▶ WHAT YOU NEED TO DO
#1 List every CVE identifier that appears in the Bluetooth vulnerabilities text below.
#2 Translate this sentence from the Bluetooth vulnerabilities text below into Spanish: "BlueZ is a core part of the Linux Kernel, enabling Bluetooth communication."

▶ DOCUMENT PASSAGE

The Bluetooth Pineapple #2 (CVE-2017-8628): As we discussed before, since the problem is in the Bluetooth stack itself, it can stretch across platforms — like it has here. The Windows platform has the exact same issues as the Android one. Below, we will see an example of how it can be used in a phishing attack to steal the credentials of the user as an example of just how powerful this attack is.

Attack on Linux

Information leak (CVE-2017-1000250): Here yet again, we see the same attack, from Android, but on a different OS.

Stack overflow in BlueZ (CVE-2017-1000251): BlueZ is a core part of the Linux Kernel, enabling Bluetooth communication. This is another memory corruption attack employed against the L2CAP (Logical Link Control and Adaptation Protocol). Below, we can see how this is used to turn a smartwatch into a listening device.

Currently, there is one proof of concept of a Linux attack in development, available at this link.

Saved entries
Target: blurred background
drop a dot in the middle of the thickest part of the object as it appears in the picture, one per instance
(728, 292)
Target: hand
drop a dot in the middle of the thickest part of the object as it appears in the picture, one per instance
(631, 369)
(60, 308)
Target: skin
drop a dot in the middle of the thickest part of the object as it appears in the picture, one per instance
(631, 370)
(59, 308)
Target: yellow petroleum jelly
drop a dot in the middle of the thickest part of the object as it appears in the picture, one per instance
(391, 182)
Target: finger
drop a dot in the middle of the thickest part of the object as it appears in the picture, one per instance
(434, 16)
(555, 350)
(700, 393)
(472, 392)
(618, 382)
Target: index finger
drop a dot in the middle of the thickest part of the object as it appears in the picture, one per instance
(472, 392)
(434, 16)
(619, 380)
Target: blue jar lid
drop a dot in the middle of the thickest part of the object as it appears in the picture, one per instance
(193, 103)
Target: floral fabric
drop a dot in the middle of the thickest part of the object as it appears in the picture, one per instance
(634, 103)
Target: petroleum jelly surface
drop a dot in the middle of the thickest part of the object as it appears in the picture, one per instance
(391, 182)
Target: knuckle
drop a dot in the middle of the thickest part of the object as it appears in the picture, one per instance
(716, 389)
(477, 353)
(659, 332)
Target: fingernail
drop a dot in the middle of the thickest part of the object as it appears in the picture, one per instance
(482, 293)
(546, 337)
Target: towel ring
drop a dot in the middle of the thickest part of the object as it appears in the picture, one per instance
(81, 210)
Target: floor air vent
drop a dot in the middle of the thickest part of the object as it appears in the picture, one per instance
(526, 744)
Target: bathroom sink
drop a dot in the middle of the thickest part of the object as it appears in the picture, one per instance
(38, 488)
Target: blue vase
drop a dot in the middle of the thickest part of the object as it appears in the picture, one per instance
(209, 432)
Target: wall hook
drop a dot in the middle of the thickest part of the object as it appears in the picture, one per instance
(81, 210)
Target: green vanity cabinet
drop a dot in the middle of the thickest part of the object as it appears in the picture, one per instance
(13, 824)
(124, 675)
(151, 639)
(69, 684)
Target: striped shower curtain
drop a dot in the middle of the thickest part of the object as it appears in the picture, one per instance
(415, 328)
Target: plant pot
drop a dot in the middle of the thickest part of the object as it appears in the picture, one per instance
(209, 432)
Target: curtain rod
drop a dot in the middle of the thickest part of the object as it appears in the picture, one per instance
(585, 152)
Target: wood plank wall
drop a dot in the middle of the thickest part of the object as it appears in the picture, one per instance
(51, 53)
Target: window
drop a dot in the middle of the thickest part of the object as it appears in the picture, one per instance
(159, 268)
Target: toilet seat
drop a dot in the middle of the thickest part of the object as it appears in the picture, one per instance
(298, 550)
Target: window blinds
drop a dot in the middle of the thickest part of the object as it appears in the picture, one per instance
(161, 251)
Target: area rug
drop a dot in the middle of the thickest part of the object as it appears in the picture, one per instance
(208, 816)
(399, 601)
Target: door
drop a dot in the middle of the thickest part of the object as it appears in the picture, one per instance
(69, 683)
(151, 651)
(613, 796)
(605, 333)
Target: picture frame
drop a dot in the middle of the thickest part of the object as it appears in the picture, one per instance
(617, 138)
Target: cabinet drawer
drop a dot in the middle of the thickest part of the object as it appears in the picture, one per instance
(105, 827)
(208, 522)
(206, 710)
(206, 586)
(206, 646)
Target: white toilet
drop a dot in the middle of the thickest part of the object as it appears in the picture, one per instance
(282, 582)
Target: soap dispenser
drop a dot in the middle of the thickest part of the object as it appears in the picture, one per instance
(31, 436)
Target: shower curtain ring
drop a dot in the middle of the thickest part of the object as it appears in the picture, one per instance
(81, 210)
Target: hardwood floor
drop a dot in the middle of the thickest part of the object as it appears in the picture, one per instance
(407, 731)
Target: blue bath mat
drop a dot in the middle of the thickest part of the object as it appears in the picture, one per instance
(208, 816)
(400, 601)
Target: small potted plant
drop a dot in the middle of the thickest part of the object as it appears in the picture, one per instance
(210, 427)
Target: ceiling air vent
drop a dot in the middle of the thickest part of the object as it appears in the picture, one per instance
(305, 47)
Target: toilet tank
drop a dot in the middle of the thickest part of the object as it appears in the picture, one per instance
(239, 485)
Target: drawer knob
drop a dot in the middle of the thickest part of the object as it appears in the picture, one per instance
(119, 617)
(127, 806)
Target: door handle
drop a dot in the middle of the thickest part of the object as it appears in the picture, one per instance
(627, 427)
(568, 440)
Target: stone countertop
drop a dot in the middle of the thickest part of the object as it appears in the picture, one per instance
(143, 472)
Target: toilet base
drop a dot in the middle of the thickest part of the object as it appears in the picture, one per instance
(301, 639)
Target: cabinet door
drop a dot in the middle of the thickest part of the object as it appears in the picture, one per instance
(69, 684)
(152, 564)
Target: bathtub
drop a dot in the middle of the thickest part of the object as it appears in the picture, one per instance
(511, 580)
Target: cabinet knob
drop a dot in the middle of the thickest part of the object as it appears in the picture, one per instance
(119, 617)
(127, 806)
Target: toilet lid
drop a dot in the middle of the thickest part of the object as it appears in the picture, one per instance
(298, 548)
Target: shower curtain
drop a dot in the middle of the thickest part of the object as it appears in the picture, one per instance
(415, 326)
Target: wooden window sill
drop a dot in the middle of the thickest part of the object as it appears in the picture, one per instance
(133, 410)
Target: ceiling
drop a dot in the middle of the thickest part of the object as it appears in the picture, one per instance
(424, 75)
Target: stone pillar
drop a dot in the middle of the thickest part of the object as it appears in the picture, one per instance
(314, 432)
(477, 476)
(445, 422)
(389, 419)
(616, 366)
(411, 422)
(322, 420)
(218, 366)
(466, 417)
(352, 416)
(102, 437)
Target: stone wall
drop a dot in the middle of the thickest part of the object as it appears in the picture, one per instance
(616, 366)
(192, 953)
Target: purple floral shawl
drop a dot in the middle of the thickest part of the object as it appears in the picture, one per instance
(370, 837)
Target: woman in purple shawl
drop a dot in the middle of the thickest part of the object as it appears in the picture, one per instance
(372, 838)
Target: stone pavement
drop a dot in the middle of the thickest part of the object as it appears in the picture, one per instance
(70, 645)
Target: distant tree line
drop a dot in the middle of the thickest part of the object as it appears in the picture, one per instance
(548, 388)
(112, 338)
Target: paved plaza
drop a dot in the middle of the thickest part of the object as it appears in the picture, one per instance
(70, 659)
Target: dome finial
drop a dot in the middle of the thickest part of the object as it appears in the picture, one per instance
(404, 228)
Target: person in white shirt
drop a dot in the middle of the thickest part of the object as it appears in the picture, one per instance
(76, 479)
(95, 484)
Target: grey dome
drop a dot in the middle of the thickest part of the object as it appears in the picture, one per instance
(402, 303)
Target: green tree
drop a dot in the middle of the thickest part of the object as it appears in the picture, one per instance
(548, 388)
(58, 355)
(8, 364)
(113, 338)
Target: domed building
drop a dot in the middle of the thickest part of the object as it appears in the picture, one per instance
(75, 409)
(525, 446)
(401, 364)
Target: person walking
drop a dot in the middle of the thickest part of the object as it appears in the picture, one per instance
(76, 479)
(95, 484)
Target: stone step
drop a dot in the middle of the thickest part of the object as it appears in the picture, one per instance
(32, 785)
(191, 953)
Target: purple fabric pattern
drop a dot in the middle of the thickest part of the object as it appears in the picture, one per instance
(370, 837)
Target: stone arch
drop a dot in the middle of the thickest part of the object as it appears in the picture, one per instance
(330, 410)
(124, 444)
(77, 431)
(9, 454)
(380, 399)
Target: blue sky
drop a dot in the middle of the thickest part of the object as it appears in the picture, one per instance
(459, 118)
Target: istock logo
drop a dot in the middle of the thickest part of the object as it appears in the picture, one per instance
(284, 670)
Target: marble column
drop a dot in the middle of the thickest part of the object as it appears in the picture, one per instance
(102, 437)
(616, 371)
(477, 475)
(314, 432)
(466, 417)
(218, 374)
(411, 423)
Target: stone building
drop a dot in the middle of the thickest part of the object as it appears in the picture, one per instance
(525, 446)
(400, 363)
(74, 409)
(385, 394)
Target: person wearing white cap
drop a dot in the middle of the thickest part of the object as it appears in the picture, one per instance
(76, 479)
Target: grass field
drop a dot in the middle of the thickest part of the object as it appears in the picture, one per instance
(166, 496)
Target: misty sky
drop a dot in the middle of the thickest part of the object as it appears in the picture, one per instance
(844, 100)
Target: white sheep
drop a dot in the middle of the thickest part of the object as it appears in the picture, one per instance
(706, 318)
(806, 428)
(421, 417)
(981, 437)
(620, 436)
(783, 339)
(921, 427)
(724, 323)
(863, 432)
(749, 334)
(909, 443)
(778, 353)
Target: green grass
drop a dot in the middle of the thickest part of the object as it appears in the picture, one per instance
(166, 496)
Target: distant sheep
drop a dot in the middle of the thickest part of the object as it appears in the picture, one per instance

▶ OUTPUTS IN ORDER
#1
CVE-2017-8628
CVE-2017-1000250
CVE-2017-1000251

#2 BlueZ es una parte fundamental del kernel de Linux que permite la comunicación Bluetooth.